#### Source text:
start

65nm news from Intel

#**211** October 4th 04, 02:34 AM

In comp.sys.ibm.pc.hardware.chips keith wrote:
I'm not against SMP at all, if it's free I'll take it (and
have predicted multiple core processors here for at leat five
years), but to say it's somehow "free" today, is *nutz*. Even
a short few years ago I stated that two complete systeems
were better than one dual. I think the line is crossing
soon to the dual-porcessor, but I'd rather have two systems.
...both duals soon. ;-)

I think you're a bit behind the times

I've been running an Abit BP6 (dual OC Celerons) as my main
machine since July 1999. Current uptime 195 days. IIRC when
I built it, the premium for dual was $75. Effectively zero,
especially considering the life extention.

But two complete systems are still better for some things
(backup, MS-Windows) and always will be.

-- Robert

#**212** October 4th 04, 03:44 AM

On Mon, 04 Oct 2004 01:34:39 +0000, Robert Redelmeier wrote:

In comp.sys.ibm.pc.hardware.chips keith wrote:
I'm not against SMP at all, if it's free I'll take it (and
have predicted multiple core processors here for at leat five
years), but to say it's somehow "free" today, is *nutz*. Even
a short few years ago I stated that two complete systeems
were better than one dual. I think the line is crossing
soon to the dual-porcessor, but I'd rather have two systems.

end

#### Record list:
start

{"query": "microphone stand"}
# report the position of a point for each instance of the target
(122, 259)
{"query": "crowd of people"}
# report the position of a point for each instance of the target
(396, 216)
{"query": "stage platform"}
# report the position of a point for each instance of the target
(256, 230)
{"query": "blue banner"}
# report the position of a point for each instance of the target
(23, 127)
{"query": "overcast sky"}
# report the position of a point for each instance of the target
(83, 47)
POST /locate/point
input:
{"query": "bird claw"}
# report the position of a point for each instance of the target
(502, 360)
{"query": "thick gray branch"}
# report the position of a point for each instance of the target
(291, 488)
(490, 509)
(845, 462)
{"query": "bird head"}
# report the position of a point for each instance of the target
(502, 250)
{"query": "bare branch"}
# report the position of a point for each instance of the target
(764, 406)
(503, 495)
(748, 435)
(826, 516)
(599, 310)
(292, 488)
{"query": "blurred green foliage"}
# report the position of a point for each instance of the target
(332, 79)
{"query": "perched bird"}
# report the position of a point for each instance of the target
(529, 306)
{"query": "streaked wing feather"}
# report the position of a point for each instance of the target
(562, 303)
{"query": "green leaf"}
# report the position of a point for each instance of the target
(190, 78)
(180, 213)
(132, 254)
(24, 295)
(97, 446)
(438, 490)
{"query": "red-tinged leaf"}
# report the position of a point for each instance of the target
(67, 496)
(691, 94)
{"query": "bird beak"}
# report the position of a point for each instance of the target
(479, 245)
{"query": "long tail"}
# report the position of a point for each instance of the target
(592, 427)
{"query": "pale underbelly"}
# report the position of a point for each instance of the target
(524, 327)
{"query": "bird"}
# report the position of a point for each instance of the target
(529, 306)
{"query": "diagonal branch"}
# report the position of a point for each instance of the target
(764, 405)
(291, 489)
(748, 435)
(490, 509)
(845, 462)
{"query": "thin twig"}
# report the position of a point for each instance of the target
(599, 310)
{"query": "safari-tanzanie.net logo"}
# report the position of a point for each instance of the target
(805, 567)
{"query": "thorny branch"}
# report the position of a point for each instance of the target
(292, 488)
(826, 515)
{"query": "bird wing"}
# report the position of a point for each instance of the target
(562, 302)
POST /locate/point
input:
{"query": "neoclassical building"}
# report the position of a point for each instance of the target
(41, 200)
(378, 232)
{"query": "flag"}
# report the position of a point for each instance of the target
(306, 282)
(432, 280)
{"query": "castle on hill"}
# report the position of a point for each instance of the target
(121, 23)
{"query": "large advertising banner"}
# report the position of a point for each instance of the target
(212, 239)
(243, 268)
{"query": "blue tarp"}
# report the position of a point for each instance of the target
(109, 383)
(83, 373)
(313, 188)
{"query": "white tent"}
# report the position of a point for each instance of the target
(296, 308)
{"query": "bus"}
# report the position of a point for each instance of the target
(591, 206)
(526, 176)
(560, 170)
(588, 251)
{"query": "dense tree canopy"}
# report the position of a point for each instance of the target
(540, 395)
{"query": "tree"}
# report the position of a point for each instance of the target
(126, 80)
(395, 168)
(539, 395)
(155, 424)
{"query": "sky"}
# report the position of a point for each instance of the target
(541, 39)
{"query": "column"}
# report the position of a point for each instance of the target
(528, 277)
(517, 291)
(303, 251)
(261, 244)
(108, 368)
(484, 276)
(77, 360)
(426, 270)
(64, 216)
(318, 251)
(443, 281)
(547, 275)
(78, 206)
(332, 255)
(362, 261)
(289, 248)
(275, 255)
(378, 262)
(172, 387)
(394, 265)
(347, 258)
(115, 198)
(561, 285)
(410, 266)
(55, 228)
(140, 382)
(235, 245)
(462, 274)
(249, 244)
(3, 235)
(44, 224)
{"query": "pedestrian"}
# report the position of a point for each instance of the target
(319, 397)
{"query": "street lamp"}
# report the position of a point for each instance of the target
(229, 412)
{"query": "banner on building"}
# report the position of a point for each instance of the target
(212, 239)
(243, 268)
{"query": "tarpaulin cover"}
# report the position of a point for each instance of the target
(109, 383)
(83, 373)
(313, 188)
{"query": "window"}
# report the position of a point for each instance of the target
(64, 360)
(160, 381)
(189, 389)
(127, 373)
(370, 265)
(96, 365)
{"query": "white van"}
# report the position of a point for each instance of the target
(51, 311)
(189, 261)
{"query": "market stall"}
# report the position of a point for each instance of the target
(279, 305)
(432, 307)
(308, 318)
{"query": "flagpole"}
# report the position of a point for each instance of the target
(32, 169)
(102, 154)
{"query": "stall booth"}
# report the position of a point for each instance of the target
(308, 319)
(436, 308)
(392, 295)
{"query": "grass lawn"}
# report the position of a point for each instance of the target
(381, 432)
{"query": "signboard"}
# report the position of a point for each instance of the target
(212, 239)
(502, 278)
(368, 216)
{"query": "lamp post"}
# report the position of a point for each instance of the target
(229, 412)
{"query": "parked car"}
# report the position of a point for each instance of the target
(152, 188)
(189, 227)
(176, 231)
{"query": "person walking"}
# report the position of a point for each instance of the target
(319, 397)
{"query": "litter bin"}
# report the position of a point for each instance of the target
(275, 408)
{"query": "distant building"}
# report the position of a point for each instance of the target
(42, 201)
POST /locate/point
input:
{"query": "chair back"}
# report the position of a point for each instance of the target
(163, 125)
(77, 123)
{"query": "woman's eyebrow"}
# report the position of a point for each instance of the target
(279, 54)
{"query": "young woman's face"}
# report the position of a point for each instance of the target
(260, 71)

end

#### Task description:
Carry on the forum thread about Intel's 65nm news from the point where it stops. The records have no connection to the forum thread about Intel's 65nm news.

#### Result for this exercise:
...both duals soon. ;-)

I think you're a bit behind the times

Well, I was talking about single-chip SMP. Even at that it was rather
obvious (I believe I argued with Fleger over this). What else to do with
infinite transistor budgets after caches? Actually *designing* a way of
using transistors is exponentially difficult. Doubling cacches is more or
less linear, as is another processor.

I've been running an Abit BP6 (dual OC Celerons) as my main machine
since July 1999. Current uptime 195 days. IIRC when I built it, the
premium for dual was $75. Effectively zero, especially considering the
life extention.

When I looked (a few months ago) a decent dual AthlonMP board was around
$400, with the processors at a rather premium too. I was *considering a
dual K7 at the time, rather than a single K8. The duals lost because of
the cost. It would have been cheaper to upgrade the second system than go
SMP.

But two complete systems are still better for some things (backup,
MS-Windows) and always will be.

....particularly when Linux is on this one. ;-)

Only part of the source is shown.